◆ **What the task asks**
Copy every one of the following records line for line, with no changes.

A set of records
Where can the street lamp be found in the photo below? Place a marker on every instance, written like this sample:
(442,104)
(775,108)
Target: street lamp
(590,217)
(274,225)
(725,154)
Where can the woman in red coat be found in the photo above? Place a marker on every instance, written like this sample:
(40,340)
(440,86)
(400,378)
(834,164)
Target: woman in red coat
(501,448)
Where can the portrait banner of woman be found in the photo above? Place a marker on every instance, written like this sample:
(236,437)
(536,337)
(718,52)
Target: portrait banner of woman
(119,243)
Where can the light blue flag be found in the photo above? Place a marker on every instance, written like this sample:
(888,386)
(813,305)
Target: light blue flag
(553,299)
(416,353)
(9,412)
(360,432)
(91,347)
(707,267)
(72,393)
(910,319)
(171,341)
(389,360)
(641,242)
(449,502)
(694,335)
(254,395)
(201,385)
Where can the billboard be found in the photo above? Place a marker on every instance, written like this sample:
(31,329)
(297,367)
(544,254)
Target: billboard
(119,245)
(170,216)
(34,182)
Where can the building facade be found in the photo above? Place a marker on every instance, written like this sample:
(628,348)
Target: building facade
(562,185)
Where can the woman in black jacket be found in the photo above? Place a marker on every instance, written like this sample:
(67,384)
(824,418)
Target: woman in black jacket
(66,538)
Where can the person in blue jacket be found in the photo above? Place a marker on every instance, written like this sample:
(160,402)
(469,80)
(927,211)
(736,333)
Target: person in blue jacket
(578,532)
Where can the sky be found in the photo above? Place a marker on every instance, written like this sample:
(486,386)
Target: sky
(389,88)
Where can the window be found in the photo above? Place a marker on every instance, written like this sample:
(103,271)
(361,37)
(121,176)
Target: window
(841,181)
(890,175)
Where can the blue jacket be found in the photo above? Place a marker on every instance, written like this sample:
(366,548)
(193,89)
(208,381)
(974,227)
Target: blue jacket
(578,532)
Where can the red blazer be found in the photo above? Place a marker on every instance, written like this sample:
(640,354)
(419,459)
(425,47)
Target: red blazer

◆ **Task output**
Where can the street lamp be found in the photo below? Place a marker on every instance, written like this sample:
(442,104)
(775,108)
Target: street lamp
(590,217)
(274,225)
(725,154)
Where can the woman in red coat be found in the photo above? Place a marker on every instance, written like this sample:
(40,340)
(440,86)
(400,378)
(834,164)
Target: woman in red coat
(501,448)
Where can the portrait banner of woman be found in the photo above? Place a marker on every instance, written like this sample:
(236,437)
(536,337)
(718,52)
Target: portrait banner of woman
(119,243)
Where can the light blue flag be found in the photo above? Place a marker on every instance, written like this sample:
(888,386)
(813,305)
Target: light blue flag
(553,299)
(416,353)
(9,412)
(360,432)
(91,347)
(707,267)
(72,393)
(910,319)
(171,341)
(389,360)
(641,242)
(449,502)
(694,335)
(254,395)
(201,385)
Where can the billboard be found in the photo above? Place a marker on every instance, written like this sample:
(31,329)
(297,367)
(544,254)
Target: billboard
(119,245)
(170,216)
(34,182)
Where can the building facade be found in the photo above? Place a marker on every instance, written like this sample:
(628,348)
Target: building facade
(562,185)
Where can the woman in black jacket be found in the photo above? Place a marker on every instance, written like this sample:
(67,384)
(824,418)
Target: woman in black jacket
(66,538)
Where can the person in blue jacket be found in the photo above? Place a marker on every instance, written like this sample:
(160,402)
(469,80)
(927,211)
(736,333)
Target: person in blue jacket
(578,532)
Where can the sky be found in the photo above? Place a marker on every instance, written like this sample:
(486,386)
Target: sky
(389,88)
Where can the window be found in the photo above? Place a marker on every instance, written like this sample:
(103,271)
(361,37)
(121,176)
Target: window
(841,181)
(890,175)
Where can the blue jacket be found in the photo above? Place a marker on every instance, written like this sample:
(366,548)
(193,89)
(208,381)
(974,227)
Target: blue jacket
(578,532)
Where can the red blazer be found in the photo above? Place a marker on every instance, written like this sample:
(640,354)
(419,459)
(425,47)
Target: red blazer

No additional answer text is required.